[Start of DOCUMENT]

Optimality conditions

Let $C \subset R^{d}$ be closed, and $f_{0} : R^{d} \to R$ be a continuously differentiable function. Consider the (possibly non-convex) general optimization problem

\begin{aligned} {min}_{x \in R^{d}} & f_{0} (x) \\ subject to & x \in C \end{aligned} .

Intuitively, if a point $x_{*}$ is a (local) minimum, then

⟨ \partial f_{0} (x_{*}), v ⟩ \geq 0 in all "feasible directions" v

If $x_{*}$ is in the interior of $C$ , then the set of “feasible directions” is $R^{d}$ , and we recover the usual zero-gradient (necessary) optimality condition:

⟨ \partial f_{0} (x_{*}), v ⟩ \geq 0 for all v \in R^{d} ⟺ \partial f_{0} (x_{*}) = 0.

If $x_{*}$ is on the boundary of $C$ , then the set of “feasible directions” is intuitively the set of all directions that point “inward” from $x_{*}$ . As we shall see, this is the set of tangent vectors.

Tangent vectors

At first blush, we consider defining tangent vectors at $x \in C$ as directions $v$ such that $x + η d \in C$ for all small enough step sizes $η$ . Although this definition works well for $\cC$ defined by linear constraints, it is too restrictive for $\cC$ with curved boundaries. For example, if $C$ is curve in $R^{2}$ , then it may not be possible to move in any direction and remain in $C$ .

Tangent vectors: A vector $v \in R^{d}$ is tangent to $C$ at $x \in C$ iff there are sequences $(x_{n}) \subset C$ , $(x_{n}) \to x$ and $(η_{n}) ↘ 0$ such that

$\frac{1}{η_{n}} (x_{n} - x) \to v$ or $x_{n} - x = η_{n} v + o (η_{n})$ .

[End of DOCUMENT]
[Start of SUPPLIED RECORDS]

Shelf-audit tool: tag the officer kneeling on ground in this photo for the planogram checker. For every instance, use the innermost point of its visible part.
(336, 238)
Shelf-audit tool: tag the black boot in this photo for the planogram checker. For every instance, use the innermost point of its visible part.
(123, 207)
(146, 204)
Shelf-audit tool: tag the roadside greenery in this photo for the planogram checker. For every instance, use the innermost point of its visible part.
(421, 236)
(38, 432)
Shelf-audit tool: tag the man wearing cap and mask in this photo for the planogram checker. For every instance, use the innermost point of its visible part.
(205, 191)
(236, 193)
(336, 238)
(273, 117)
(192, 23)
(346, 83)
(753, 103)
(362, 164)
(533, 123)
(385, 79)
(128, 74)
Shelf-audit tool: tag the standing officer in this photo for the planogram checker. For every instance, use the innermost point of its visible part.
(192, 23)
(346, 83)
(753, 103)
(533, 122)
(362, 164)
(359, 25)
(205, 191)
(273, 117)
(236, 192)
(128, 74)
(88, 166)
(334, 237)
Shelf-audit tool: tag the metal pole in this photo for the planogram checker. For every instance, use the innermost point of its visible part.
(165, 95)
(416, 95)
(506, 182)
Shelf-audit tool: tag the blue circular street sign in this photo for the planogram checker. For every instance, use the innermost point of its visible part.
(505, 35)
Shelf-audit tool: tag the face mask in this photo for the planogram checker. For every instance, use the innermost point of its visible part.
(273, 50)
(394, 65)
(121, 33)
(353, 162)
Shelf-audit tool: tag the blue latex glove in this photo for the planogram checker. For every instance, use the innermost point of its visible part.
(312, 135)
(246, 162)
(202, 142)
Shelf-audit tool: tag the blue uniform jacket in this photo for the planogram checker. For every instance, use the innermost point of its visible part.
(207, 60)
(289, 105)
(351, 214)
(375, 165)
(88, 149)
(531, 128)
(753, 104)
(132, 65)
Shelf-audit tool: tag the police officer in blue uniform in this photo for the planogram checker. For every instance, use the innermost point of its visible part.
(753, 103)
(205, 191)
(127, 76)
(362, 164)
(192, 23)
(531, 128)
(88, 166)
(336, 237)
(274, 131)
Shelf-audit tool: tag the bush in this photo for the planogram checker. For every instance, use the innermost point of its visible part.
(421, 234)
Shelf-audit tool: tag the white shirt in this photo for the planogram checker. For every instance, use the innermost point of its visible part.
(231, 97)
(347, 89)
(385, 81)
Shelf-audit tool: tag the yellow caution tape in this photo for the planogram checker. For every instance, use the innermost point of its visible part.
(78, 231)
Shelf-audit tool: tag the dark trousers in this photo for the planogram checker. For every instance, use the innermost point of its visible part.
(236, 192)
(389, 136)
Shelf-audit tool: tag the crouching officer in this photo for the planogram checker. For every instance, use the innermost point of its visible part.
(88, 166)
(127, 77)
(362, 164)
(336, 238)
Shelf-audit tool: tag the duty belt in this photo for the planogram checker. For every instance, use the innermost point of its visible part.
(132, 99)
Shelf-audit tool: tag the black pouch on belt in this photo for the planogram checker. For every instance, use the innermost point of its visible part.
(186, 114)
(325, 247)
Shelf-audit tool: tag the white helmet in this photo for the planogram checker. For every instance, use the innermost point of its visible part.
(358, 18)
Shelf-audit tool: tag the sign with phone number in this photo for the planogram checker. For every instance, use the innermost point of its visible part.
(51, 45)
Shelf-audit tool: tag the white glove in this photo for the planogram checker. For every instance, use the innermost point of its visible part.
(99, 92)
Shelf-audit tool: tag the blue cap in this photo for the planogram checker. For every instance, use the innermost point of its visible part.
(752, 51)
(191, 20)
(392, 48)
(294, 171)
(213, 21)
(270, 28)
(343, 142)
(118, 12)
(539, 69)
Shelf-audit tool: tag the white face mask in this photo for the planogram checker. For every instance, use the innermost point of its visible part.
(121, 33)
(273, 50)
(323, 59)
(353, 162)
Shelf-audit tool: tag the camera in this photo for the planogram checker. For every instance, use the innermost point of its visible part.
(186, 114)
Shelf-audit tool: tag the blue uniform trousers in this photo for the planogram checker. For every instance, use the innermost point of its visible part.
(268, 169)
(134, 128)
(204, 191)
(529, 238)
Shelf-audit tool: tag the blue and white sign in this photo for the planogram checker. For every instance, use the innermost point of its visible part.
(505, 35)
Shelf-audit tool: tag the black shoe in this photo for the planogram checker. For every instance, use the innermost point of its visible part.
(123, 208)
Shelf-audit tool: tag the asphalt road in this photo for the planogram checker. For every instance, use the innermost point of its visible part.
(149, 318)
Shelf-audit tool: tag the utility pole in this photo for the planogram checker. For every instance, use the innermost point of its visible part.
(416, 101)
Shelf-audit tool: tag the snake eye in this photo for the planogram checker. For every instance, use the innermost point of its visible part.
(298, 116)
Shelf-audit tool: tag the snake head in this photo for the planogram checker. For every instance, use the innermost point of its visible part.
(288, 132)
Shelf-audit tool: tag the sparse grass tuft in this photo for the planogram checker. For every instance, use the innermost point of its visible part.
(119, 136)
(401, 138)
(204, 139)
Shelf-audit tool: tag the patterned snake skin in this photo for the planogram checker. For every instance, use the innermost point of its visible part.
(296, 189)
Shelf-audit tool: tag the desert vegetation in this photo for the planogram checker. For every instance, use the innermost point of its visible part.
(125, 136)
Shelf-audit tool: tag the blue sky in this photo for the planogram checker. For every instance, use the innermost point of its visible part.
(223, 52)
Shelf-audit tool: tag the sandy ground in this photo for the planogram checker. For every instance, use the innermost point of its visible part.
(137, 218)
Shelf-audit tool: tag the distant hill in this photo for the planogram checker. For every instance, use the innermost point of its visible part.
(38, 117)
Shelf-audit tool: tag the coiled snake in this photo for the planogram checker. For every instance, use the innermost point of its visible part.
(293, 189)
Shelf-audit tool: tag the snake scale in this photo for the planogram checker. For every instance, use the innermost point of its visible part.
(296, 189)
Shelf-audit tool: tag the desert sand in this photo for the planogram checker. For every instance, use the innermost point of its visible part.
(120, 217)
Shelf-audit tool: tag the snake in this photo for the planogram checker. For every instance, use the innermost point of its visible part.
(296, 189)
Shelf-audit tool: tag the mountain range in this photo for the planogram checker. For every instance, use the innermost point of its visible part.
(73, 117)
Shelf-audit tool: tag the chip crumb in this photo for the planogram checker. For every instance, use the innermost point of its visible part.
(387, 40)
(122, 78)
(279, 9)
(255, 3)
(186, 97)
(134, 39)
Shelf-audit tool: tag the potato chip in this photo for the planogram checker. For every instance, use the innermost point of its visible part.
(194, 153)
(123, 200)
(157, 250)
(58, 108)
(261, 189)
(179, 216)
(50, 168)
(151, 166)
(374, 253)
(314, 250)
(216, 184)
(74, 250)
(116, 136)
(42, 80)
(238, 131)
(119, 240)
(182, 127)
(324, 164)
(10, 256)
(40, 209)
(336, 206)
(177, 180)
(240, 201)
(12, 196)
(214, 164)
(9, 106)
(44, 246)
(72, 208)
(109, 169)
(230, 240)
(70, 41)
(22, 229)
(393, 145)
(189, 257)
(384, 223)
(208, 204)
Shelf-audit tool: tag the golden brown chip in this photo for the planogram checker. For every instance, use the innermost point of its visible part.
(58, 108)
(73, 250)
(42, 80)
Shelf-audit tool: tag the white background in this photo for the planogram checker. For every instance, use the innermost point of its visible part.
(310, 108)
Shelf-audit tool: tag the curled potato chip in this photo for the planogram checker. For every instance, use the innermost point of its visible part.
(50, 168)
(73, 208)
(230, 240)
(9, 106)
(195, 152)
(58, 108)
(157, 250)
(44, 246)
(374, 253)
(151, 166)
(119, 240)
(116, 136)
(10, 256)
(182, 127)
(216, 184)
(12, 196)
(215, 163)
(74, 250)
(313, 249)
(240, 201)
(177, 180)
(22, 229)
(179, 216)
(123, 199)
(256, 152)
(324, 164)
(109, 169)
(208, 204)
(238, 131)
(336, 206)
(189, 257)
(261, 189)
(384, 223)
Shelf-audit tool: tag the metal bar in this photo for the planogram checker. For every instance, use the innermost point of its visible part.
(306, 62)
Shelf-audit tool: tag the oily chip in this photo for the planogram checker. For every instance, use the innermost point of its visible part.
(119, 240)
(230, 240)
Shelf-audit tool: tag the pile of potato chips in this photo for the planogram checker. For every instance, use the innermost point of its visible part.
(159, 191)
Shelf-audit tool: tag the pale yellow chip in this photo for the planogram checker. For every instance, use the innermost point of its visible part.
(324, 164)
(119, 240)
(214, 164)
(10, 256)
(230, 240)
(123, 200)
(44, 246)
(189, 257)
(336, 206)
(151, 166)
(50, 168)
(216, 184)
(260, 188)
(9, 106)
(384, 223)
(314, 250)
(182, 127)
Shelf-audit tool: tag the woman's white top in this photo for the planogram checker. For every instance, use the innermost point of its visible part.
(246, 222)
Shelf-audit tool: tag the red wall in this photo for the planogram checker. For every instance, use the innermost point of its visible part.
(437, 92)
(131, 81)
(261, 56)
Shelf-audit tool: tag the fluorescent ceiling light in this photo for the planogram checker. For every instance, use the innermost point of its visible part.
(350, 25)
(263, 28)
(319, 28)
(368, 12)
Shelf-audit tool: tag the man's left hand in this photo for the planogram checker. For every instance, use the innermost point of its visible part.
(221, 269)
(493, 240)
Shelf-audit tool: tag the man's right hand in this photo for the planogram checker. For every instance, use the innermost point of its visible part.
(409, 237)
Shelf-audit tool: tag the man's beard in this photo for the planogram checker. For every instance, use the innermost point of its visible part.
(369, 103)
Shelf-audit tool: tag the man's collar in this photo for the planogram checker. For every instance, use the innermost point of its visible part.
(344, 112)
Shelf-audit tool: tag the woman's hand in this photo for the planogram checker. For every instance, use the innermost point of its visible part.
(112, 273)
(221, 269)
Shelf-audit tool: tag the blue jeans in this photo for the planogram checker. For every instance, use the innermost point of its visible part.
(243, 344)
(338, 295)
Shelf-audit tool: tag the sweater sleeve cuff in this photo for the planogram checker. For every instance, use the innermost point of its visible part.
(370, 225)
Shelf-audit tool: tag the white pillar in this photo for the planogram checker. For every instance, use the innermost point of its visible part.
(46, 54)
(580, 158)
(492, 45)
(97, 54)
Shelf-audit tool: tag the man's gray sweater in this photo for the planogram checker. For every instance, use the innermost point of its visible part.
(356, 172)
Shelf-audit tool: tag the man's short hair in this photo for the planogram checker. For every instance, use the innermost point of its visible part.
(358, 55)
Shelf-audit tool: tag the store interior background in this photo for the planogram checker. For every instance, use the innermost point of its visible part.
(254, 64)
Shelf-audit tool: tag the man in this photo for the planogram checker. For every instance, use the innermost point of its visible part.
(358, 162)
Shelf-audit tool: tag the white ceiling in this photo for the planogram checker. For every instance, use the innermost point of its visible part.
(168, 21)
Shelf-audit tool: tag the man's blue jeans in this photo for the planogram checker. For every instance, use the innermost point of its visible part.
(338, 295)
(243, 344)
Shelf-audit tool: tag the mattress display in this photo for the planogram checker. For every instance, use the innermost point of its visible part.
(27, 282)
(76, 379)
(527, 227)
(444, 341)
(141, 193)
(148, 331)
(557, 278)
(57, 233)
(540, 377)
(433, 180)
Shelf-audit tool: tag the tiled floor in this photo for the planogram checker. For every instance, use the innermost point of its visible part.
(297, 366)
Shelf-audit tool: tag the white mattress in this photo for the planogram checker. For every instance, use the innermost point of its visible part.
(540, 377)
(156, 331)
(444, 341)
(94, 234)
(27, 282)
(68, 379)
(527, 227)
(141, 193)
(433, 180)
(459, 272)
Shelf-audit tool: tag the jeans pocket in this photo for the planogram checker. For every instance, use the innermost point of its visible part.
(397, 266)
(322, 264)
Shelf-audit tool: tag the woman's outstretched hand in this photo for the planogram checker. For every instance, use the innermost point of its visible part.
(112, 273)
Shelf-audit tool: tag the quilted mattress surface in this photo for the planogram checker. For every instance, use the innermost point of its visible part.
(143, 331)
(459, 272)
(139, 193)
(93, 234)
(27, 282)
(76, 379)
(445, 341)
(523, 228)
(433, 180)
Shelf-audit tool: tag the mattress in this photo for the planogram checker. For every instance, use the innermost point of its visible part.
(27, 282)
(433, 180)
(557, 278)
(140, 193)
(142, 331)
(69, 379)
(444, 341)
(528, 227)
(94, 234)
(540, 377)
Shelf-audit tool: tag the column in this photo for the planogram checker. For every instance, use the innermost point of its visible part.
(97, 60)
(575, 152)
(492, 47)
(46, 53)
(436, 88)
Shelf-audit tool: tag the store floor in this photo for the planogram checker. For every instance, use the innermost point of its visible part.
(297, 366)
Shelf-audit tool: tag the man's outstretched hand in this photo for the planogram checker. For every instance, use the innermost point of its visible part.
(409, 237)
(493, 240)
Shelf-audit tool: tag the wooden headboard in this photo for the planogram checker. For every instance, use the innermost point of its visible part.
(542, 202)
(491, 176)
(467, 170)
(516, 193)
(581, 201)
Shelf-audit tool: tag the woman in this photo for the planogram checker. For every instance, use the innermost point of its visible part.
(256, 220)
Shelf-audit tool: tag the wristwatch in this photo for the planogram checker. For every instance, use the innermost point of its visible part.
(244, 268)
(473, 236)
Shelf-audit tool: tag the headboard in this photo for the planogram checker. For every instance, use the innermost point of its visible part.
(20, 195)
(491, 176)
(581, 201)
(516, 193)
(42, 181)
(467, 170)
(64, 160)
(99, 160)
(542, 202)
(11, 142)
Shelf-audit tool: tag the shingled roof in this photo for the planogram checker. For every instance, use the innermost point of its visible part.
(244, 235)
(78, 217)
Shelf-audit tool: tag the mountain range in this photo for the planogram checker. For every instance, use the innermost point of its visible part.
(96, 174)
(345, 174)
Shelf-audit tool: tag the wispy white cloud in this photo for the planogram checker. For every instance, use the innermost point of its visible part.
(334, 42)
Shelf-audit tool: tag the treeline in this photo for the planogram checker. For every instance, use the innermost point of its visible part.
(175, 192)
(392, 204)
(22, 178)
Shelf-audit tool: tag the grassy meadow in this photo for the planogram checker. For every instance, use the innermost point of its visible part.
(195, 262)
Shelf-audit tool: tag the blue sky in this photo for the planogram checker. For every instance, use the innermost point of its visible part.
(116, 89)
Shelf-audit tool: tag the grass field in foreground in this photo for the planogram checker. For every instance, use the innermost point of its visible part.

[End of SUPPLIED RECORDS]

### REQUIREMENTS
1 – In the notes on optimality conditions, list each condition that the definition of a tangent vector places on the sequences (x_n) and (η_n).
2 – Extend the notes on optimality conditions, picking up immediately after their final sentence.
The material above comes from a separate source.

### OUTPUTS FOR THE TASKS
1 –
- (x_n) ⊂ C
- (x_n) → x
- (η_n) ↘ 0
- (1/η_n)(x_n − x) → v, or equivalently x_n − x = η_n v + o(η_n)

2 –
Intuitively, $(x_{n})$ traces out a curve passing thru $x$ , and the line segment $x + η v$ is tangent to this curve. Compared to the initial (overly restrictive) definition of tangent vector, this definition adds a $o (η_{n})$ fudge factor.

We note that any direction $v$ such that $x + η v \in C$ for all small enough $η$ is a tangent vector. Indeed, let $η_{n}$ be a sequence of small enough step sizes that converges to zero and $x_{n} ≜ x + η_{n} v$ . The assumption $x + η v \in C$ for all small enough $η$ ensures $x_{n}$ is in $C$ . We have $x_{n} - x = η_{n} v$ .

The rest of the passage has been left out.